#### EXERCISE DIRECTIONS
Your answer should be a single number: the count of lines in the listing that contain "truck".

- Opening Delimiter -

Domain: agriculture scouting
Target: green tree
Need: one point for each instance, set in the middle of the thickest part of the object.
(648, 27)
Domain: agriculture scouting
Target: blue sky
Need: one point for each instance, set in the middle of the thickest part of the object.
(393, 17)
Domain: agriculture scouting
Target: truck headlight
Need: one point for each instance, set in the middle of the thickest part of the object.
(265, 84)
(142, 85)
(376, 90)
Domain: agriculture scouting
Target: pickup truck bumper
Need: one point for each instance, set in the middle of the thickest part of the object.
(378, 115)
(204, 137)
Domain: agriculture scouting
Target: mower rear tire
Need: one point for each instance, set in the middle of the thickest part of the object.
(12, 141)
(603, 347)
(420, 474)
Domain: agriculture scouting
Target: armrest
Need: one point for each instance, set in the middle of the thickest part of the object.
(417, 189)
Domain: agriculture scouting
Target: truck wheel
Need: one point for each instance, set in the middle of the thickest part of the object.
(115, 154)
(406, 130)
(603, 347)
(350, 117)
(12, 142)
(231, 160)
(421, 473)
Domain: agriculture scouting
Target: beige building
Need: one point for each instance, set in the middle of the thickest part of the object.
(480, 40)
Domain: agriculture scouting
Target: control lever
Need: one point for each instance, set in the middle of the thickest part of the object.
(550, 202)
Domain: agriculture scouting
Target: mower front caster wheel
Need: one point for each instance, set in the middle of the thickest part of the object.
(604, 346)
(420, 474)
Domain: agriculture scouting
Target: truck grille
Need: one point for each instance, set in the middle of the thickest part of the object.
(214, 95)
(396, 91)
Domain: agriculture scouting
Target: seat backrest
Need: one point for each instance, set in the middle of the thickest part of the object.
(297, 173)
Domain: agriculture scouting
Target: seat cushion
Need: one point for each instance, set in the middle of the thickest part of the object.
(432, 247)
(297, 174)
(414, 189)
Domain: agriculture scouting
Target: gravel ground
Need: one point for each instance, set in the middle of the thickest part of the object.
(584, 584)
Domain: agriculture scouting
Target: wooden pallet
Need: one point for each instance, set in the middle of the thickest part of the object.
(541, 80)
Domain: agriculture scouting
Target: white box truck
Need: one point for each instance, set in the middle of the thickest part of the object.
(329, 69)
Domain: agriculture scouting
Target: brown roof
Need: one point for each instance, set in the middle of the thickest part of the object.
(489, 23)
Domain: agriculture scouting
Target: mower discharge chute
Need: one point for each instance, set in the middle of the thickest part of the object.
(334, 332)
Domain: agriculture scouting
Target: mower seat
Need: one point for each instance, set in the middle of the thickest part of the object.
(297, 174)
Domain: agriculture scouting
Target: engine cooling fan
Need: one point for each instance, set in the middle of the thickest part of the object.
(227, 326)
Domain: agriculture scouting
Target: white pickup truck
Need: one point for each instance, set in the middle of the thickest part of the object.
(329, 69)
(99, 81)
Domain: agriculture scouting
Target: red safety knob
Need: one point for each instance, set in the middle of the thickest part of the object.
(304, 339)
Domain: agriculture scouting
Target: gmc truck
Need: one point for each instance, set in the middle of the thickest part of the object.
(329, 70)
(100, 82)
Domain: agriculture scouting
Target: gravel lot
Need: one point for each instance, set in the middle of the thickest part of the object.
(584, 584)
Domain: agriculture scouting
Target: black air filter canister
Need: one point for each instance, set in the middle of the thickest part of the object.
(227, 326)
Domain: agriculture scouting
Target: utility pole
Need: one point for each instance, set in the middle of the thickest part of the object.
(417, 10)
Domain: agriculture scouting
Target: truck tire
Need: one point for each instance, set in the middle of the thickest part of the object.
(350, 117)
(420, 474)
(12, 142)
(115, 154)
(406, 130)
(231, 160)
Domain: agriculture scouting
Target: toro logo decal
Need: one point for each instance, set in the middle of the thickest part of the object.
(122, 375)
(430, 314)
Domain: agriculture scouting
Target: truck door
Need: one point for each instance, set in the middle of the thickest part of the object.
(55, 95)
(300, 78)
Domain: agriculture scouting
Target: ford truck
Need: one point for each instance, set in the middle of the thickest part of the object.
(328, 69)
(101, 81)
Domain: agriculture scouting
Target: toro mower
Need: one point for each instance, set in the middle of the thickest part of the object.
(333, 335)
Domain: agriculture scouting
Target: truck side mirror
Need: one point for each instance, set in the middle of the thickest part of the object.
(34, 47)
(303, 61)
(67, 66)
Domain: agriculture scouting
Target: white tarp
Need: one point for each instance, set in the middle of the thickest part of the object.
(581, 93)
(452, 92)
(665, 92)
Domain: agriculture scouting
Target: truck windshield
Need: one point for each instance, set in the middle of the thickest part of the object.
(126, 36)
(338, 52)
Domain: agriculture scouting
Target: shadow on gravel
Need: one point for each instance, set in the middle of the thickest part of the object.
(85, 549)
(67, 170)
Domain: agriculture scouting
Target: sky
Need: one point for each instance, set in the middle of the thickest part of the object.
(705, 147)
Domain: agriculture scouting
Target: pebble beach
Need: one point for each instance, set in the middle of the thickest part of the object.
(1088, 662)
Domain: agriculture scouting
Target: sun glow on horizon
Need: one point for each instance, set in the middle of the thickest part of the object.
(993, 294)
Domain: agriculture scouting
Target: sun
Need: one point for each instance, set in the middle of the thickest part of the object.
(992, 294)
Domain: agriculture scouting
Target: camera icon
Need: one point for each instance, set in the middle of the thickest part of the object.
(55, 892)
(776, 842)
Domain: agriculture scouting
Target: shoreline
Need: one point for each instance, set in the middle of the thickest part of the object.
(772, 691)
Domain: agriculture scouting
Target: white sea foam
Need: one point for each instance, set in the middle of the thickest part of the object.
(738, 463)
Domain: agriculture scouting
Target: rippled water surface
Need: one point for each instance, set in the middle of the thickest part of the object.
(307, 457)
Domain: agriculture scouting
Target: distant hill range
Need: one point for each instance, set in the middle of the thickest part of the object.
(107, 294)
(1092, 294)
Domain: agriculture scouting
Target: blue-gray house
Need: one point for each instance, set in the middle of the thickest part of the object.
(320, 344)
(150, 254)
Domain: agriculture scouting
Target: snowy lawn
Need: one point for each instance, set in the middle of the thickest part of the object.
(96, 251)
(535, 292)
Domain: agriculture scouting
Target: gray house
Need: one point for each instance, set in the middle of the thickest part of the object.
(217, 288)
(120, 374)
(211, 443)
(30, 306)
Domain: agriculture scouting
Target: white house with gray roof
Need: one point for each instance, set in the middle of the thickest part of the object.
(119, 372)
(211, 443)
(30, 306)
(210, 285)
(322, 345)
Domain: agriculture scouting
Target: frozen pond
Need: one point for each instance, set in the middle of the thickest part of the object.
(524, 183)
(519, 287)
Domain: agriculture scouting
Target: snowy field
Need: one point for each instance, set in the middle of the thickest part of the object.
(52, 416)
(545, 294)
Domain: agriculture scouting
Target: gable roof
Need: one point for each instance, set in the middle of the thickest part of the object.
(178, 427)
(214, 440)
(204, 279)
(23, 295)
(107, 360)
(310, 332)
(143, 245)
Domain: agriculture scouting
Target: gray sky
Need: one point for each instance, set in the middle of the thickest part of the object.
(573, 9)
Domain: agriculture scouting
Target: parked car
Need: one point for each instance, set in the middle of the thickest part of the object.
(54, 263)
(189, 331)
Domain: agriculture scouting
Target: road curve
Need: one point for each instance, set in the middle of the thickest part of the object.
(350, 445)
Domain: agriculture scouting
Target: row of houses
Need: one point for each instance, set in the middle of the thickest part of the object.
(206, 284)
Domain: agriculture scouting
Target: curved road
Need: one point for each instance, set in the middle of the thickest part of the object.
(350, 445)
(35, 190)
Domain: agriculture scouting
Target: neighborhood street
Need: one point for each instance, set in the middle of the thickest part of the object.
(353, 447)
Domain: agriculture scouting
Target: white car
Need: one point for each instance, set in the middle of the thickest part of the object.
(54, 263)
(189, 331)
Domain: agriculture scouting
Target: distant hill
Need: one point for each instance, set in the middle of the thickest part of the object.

- Closing Delimiter -

#### ANSWER FOR THE TASK
12